WHAT THIS TASK INVOLVES = Recast every line of the rows below as a Markdown table with two columns, "Number" and "Line", giving each line its sequential number and leaving out any blank lines.

Dataset rows on where objects appear:
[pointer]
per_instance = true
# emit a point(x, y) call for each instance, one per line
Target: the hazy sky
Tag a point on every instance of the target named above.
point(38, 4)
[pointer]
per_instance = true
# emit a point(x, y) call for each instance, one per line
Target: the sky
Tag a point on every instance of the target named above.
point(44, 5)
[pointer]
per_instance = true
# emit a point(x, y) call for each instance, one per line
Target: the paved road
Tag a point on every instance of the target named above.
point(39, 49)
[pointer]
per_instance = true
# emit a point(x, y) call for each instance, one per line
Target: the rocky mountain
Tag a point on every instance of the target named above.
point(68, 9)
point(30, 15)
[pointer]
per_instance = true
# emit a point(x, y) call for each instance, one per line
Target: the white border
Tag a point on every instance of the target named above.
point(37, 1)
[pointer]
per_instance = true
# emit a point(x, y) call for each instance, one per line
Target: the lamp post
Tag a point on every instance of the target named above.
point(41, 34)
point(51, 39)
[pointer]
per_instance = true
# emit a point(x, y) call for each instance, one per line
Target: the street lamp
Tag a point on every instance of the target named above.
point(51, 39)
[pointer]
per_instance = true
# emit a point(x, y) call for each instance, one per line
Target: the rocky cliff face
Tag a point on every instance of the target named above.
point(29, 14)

EXERCISE RESULT =
| Number | Line |
|---|---|
| 1 | [pointer] |
| 2 | per_instance = true |
| 3 | # emit a point(x, y) call for each instance, one per line |
| 4 | Target: the hazy sky |
| 5 | Tag a point on every instance of the target named above. |
| 6 | point(38, 4) |
| 7 | [pointer] |
| 8 | per_instance = true |
| 9 | # emit a point(x, y) call for each instance, one per line |
| 10 | Target: the sky |
| 11 | Tag a point on every instance of the target named above. |
| 12 | point(44, 5) |
| 13 | [pointer] |
| 14 | per_instance = true |
| 15 | # emit a point(x, y) call for each instance, one per line |
| 16 | Target: the paved road |
| 17 | Tag a point on every instance of the target named above. |
| 18 | point(39, 49) |
| 19 | [pointer] |
| 20 | per_instance = true |
| 21 | # emit a point(x, y) call for each instance, one per line |
| 22 | Target: the rocky mountain |
| 23 | Tag a point on every instance of the target named above. |
| 24 | point(68, 9) |
| 25 | point(30, 15) |
| 26 | [pointer] |
| 27 | per_instance = true |
| 28 | # emit a point(x, y) call for each instance, one per line |
| 29 | Target: the white border |
| 30 | Tag a point on every instance of the target named above. |
| 31 | point(37, 1) |
| 32 | [pointer] |
| 33 | per_instance = true |
| 34 | # emit a point(x, y) call for each instance, one per line |
| 35 | Target: the lamp post |
| 36 | Tag a point on every instance of the target named above. |
| 37 | point(41, 34) |
| 38 | point(51, 39) |
| 39 | [pointer] |
| 40 | per_instance = true |
| 41 | # emit a point(x, y) call for each instance, one per line |
| 42 | Target: the street lamp |
| 43 | Tag a point on every instance of the target named above. |
| 44 | point(51, 39) |
| 45 | [pointer] |
| 46 | per_instance = true |
| 47 | # emit a point(x, y) call for each instance, one per line |
| 48 | Target: the rocky cliff face |
| 49 | Tag a point on every instance of the target named above. |
| 50 | point(29, 14) |